Consignes de l'exercice:
a. Quelles plateformes numériques structurantes l'extrait du document cite-t-il comme sources de concurrence potentielle ?
b. Recopiez, parmi les entrées, le passage allant de la ligne contenant « Give x and y for each instance of the steering » jusqu'à la ligne contenant « <point>1383,225</point> », ces deux lignes comprises.

Extrait du document:
La pratique décisionnelle française en matière de contrôle des concentrations s'est déjà adaptée aux spécificités du secteur numérique. Lorsqu’elle a exercé son contrôle sur une opération de concentration réalisée sur le marché biface des petites annonces immobilières en ligne (V. décision Aut. Conc. n° 18-DCC-18 du 1er février 2018, 18-DCC-18.), l’Autorité a pris en considération la concurrence potentielle des plateformes numériques structurantes, telles que Google, Amazon et Facebook. Dans la décision Darty/Fnac relative au secteur de la distribution au détail (Décision Aut. conc. n° 16-DCC-111 du 27 juillet 2016, 16-DCC-111, concernant la distribution au détail de produits électroniques bruns et gris. - Dans le même sens, V. décision Aut. conc. n° 19-DCC-65 du 17 avril 2019, 19-DCC-65 concernant la distribution de jouet au détail et n° 19-DCC-199 du 28 octobre 2019, 19-DCC-199, concernant la distribution au détail d'accès à internet et n° 19-DCC-132 du 16 juillet 2019, 19-DCC-132, concernant la vente au détail de livres neufs.), elle est revenue sur la délimitation du marché pertinent en y intégrant désormais les ventes en ligne et a centré son analyse concurrentielle de l’impact de la concentration sur l’intérêt du consommateur en jugeant que le rapprochement de réseaux de magasins physiques, auxquels s'ajoute la vente à distance, était susceptible d'engendrer une dégradation de la qualité de l'offre proposée au consommateur en magasin, notamment en termes de services (conditions d'accueil, de conseil, de service après-vente ou d'horaires d'ouverture).

Données fournies:
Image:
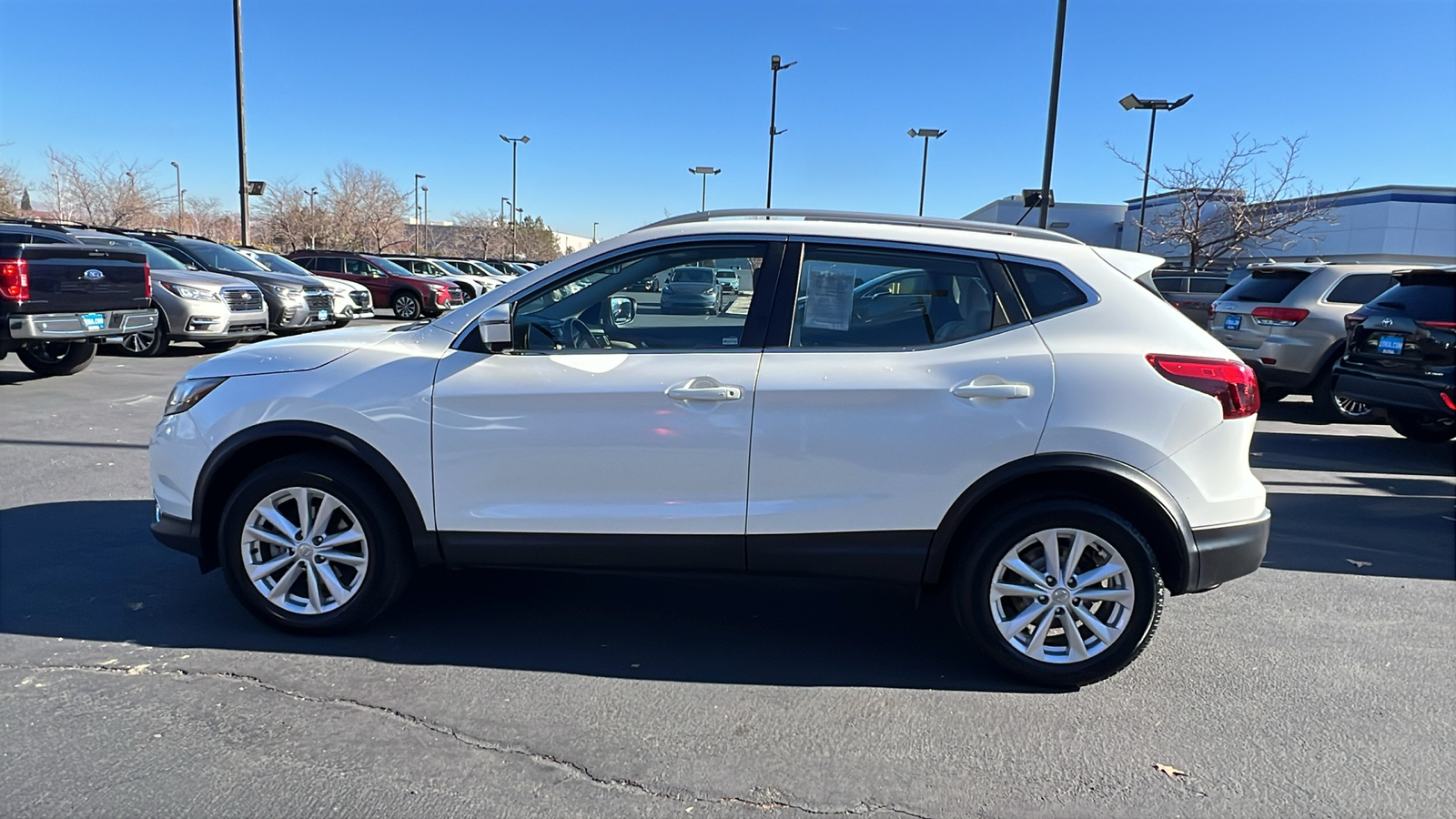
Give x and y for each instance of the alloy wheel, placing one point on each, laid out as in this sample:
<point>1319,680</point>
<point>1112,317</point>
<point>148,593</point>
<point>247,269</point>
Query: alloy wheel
<point>1062,596</point>
<point>305,551</point>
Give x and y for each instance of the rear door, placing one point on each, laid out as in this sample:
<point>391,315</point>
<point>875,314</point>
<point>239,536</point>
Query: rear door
<point>878,404</point>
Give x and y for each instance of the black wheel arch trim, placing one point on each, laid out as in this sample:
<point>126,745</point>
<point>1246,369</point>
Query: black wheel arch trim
<point>426,544</point>
<point>1181,577</point>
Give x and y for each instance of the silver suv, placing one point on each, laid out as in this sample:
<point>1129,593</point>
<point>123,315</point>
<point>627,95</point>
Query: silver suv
<point>1288,322</point>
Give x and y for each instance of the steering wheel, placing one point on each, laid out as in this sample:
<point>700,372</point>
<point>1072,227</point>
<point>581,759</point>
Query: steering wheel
<point>580,336</point>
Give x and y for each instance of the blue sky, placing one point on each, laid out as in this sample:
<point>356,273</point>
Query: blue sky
<point>621,98</point>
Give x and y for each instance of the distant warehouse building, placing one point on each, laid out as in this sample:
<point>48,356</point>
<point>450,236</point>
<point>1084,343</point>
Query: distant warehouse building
<point>1383,225</point>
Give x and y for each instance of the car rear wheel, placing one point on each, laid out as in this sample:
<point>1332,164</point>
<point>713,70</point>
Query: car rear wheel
<point>57,358</point>
<point>1417,426</point>
<point>1062,592</point>
<point>407,307</point>
<point>310,545</point>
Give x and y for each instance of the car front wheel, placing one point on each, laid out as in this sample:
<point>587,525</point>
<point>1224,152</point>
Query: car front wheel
<point>1060,592</point>
<point>309,547</point>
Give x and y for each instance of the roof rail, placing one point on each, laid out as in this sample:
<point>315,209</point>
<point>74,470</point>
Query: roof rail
<point>868,217</point>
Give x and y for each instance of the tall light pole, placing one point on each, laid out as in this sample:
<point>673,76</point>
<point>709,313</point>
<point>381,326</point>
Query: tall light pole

Corrigé de l'exercice:
a. Google, Amazon et Facebook.

b.
Give x and y for each instance of the steering wheel, placing one point on each, laid out as in this sample:
<point>700,372</point>
<point>1072,227</point>
<point>581,759</point>
Query: steering wheel
<point>580,336</point>
Give x and y for each instance of the blue sky, placing one point on each, laid out as in this sample:
<point>356,273</point>
Query: blue sky
<point>621,98</point>
Give x and y for each instance of the distant warehouse building, placing one point on each, laid out as in this sample:
<point>48,356</point>
<point>450,236</point>
<point>1084,343</point>
Query: distant warehouse building
<point>1383,225</point>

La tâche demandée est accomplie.